---- Extracted entries
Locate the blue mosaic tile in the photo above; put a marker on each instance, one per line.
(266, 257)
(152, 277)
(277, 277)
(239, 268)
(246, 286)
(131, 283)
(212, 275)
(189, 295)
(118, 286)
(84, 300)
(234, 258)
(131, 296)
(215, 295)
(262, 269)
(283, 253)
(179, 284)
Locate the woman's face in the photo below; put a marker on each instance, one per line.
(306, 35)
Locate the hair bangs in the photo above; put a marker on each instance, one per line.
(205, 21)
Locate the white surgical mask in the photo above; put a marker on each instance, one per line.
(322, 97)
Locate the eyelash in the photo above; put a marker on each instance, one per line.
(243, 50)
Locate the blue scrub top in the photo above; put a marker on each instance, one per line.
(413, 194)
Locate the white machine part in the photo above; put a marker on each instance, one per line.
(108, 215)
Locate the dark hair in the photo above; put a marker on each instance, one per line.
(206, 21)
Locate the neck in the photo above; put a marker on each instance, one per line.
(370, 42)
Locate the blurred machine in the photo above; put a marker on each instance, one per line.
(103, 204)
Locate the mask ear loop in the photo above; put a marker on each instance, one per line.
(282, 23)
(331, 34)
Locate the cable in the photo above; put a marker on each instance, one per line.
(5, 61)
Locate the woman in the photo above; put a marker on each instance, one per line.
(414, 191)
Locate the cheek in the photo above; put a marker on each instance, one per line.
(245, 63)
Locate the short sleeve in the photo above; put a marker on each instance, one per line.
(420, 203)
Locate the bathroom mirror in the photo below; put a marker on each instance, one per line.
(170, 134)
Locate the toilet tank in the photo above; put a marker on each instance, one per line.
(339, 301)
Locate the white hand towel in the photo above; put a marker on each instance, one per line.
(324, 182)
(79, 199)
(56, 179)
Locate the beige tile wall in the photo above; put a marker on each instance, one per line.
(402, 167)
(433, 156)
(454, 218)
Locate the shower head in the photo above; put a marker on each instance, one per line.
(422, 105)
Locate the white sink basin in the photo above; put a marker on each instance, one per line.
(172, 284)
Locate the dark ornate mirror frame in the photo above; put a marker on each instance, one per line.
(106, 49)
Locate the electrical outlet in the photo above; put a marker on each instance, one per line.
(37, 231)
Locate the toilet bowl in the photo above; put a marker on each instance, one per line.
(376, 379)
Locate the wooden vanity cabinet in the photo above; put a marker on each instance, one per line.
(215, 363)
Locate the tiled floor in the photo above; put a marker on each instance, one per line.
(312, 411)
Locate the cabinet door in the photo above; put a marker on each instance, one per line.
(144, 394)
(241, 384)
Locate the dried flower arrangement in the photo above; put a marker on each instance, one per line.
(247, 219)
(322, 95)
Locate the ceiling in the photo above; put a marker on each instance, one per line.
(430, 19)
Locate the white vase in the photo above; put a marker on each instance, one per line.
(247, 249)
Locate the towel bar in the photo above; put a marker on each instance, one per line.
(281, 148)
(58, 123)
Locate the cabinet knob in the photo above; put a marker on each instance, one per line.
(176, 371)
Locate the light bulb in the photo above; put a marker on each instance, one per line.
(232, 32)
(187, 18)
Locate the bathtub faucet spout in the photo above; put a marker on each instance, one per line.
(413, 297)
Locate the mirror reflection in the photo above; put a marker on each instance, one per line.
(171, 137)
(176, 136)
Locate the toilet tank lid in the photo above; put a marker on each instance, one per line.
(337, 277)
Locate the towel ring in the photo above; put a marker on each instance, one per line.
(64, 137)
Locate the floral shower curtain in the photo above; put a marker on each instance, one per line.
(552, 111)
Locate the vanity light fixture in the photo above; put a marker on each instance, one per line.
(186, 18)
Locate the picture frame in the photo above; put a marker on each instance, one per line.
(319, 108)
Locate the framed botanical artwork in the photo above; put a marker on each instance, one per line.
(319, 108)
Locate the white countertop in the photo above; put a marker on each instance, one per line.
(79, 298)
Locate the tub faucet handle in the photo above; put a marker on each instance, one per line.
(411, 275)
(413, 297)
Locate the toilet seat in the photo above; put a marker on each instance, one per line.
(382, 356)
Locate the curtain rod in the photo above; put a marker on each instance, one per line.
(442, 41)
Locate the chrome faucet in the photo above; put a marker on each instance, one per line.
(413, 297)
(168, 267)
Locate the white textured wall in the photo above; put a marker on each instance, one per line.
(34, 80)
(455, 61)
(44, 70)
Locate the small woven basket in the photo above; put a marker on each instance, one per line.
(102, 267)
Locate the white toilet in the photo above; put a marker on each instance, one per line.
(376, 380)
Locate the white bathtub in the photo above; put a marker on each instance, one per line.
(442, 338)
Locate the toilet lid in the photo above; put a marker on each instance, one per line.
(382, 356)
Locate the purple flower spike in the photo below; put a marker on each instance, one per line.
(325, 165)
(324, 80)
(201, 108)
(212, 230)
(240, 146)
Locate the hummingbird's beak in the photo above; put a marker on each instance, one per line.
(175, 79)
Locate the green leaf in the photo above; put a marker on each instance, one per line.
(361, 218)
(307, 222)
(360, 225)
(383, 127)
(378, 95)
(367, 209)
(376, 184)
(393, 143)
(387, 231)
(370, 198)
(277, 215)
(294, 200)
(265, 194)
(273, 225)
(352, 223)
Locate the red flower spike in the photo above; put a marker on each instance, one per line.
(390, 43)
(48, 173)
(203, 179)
--------
▶ Problem to solve
Write out the entries again from the line containing "Locate the red" up to and including the last line, keeping that request line unchanged and shifting every point coordinate by adding 100 to each number.

▶ Exercise response
Locate the red flower spike in the photo above; put a marker on each instance, one per line.
(490, 143)
(148, 273)
(303, 279)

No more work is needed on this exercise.